Start of DATA FOR THE TASK
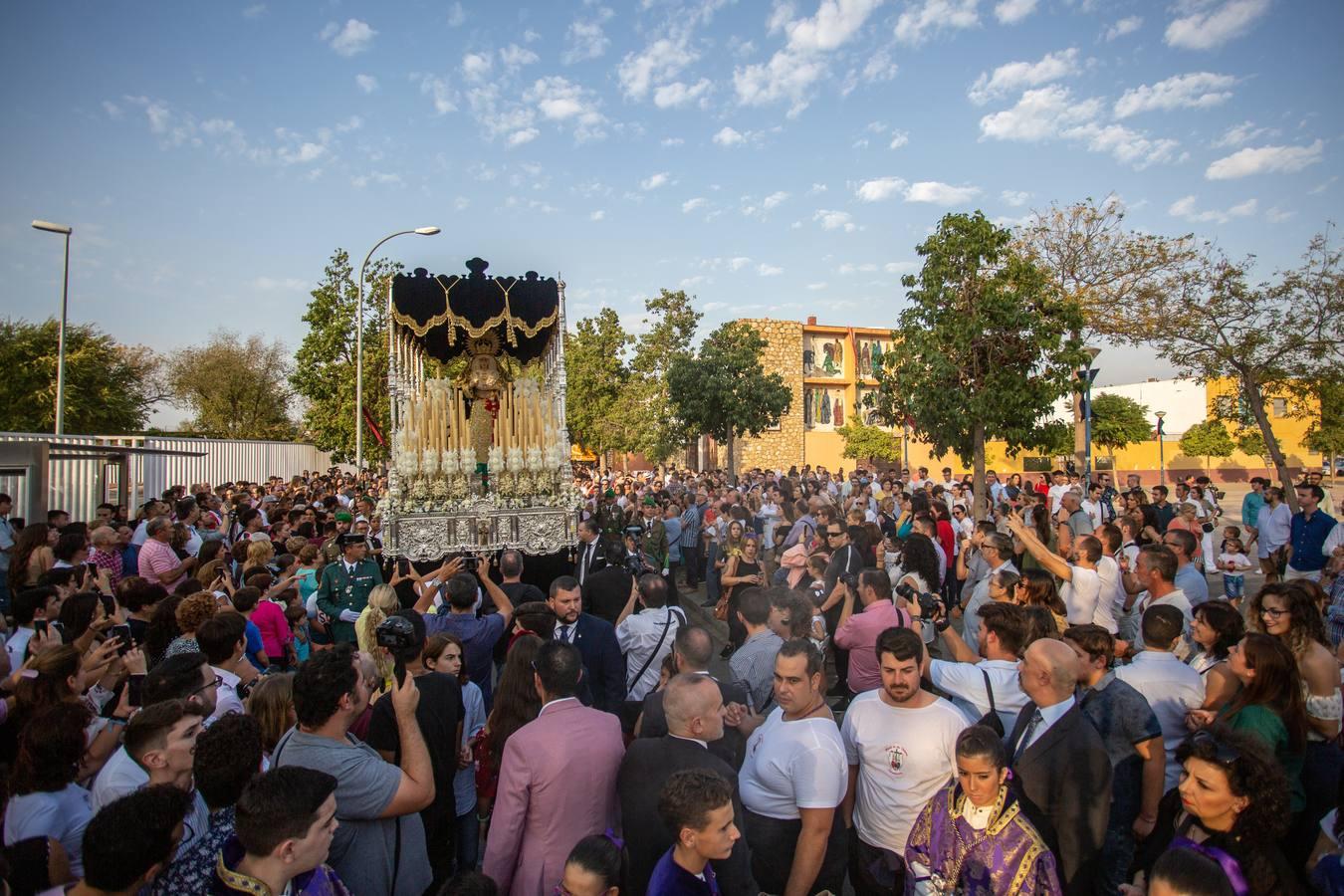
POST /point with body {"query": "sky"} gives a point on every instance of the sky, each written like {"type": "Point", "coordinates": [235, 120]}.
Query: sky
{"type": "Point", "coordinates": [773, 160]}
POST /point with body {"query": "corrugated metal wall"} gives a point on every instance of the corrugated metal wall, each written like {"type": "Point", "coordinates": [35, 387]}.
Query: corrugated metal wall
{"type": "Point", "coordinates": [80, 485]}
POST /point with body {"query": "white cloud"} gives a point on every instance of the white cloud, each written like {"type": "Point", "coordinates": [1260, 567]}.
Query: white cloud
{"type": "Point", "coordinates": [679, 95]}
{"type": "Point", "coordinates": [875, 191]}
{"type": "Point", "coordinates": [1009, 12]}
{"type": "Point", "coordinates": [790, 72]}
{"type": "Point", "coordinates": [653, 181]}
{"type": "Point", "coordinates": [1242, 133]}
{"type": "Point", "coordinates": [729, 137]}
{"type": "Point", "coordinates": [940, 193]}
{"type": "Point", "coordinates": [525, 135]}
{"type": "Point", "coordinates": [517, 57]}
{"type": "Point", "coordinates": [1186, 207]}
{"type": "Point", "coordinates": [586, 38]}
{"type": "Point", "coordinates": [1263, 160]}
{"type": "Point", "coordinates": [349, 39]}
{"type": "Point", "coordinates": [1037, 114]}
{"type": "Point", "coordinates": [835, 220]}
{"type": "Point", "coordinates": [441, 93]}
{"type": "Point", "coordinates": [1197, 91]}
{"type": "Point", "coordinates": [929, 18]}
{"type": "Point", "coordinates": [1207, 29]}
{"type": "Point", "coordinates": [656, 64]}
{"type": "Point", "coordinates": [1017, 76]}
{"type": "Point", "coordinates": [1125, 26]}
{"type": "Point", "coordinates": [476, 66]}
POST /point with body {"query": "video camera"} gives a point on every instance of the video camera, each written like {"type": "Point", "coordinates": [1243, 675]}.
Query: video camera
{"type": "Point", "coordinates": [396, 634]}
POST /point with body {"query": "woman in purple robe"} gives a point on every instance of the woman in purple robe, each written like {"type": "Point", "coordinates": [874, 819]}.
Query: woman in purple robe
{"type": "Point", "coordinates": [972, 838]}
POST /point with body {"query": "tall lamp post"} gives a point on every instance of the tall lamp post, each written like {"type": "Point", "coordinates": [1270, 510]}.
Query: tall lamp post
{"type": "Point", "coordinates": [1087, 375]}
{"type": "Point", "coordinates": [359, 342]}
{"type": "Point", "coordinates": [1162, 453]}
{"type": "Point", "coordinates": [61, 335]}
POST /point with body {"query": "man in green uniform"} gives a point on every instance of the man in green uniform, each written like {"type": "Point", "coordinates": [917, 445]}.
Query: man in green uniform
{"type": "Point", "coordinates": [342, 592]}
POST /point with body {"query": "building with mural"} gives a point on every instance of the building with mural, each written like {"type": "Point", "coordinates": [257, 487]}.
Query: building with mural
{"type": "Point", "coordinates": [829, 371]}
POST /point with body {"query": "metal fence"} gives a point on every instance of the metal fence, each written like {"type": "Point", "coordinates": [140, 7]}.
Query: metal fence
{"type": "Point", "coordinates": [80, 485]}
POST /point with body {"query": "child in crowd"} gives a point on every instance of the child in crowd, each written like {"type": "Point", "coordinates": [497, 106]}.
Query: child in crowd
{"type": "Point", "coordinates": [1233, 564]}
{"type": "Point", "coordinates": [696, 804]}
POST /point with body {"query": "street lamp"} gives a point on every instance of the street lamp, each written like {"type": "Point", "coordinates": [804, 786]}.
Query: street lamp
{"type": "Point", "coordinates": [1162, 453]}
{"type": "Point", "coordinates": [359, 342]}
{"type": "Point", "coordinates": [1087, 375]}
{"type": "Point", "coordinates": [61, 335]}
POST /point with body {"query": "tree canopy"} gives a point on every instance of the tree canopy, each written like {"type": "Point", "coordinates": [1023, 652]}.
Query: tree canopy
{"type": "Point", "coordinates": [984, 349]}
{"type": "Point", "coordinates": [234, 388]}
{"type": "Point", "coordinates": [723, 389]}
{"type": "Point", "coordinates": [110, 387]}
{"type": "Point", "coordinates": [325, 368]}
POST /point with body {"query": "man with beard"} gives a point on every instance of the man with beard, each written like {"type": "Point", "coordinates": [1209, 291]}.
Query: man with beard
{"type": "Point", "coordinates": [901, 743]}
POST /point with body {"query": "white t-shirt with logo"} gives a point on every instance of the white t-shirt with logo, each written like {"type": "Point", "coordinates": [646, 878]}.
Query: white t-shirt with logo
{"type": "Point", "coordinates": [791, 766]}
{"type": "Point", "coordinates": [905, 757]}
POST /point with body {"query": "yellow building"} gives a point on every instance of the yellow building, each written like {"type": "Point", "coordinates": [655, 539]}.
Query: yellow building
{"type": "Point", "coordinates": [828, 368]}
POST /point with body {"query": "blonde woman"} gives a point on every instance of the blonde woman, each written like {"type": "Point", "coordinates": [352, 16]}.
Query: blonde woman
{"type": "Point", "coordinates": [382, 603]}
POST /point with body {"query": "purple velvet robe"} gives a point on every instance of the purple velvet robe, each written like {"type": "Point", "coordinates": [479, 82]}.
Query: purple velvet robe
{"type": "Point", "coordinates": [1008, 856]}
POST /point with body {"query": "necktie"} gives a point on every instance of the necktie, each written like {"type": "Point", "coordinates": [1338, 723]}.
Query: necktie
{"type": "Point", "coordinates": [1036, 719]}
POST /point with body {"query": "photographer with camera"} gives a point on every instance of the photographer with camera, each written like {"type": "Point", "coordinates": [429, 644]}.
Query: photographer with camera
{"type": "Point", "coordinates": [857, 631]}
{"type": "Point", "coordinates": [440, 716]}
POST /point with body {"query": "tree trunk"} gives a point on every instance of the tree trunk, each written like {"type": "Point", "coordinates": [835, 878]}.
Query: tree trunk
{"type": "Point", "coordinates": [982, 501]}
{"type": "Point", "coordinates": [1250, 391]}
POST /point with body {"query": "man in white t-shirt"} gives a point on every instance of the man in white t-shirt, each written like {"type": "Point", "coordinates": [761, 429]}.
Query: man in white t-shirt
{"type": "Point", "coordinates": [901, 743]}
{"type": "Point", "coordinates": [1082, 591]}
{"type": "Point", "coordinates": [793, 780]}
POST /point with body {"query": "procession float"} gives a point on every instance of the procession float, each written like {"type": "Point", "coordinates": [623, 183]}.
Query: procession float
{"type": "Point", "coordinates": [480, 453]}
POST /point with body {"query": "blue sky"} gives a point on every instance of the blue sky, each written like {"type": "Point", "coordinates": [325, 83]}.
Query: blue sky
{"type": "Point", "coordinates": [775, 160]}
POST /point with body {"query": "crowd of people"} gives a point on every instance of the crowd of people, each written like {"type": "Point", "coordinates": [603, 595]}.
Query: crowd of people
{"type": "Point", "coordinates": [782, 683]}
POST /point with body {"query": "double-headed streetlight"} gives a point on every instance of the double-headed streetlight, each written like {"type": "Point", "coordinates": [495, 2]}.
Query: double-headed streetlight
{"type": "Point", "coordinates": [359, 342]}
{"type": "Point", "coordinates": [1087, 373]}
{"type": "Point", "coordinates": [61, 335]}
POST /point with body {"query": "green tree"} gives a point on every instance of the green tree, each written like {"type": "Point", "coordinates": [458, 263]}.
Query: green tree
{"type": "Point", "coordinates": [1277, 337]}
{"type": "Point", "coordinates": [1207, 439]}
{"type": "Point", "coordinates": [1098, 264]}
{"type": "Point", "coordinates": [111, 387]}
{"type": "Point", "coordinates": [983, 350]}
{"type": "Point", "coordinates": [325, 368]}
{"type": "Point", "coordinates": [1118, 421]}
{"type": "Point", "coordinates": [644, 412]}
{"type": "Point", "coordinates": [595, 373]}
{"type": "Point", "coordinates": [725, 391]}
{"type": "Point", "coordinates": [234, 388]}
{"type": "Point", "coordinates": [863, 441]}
End of DATA FOR THE TASK
The reply should hold only the lines running from the top of the records to the line containing "white cloud, each", both included, copied exactly with no pictures.

**ANSWER TO THIS EXERCISE:**
POST /point with body {"query": "sky"} gives a point on every instance of the sky, each written like {"type": "Point", "coordinates": [235, 120]}.
Query: sky
{"type": "Point", "coordinates": [773, 160]}
POST /point with body {"query": "corrugated metal wall"} gives a point on every instance of the corrugated metal wall, each written like {"type": "Point", "coordinates": [35, 387]}.
Query: corrugated metal wall
{"type": "Point", "coordinates": [80, 485]}
POST /point with body {"query": "white cloud"} gives a point on every instance of the white cloud, each written like {"type": "Point", "coordinates": [1260, 567]}.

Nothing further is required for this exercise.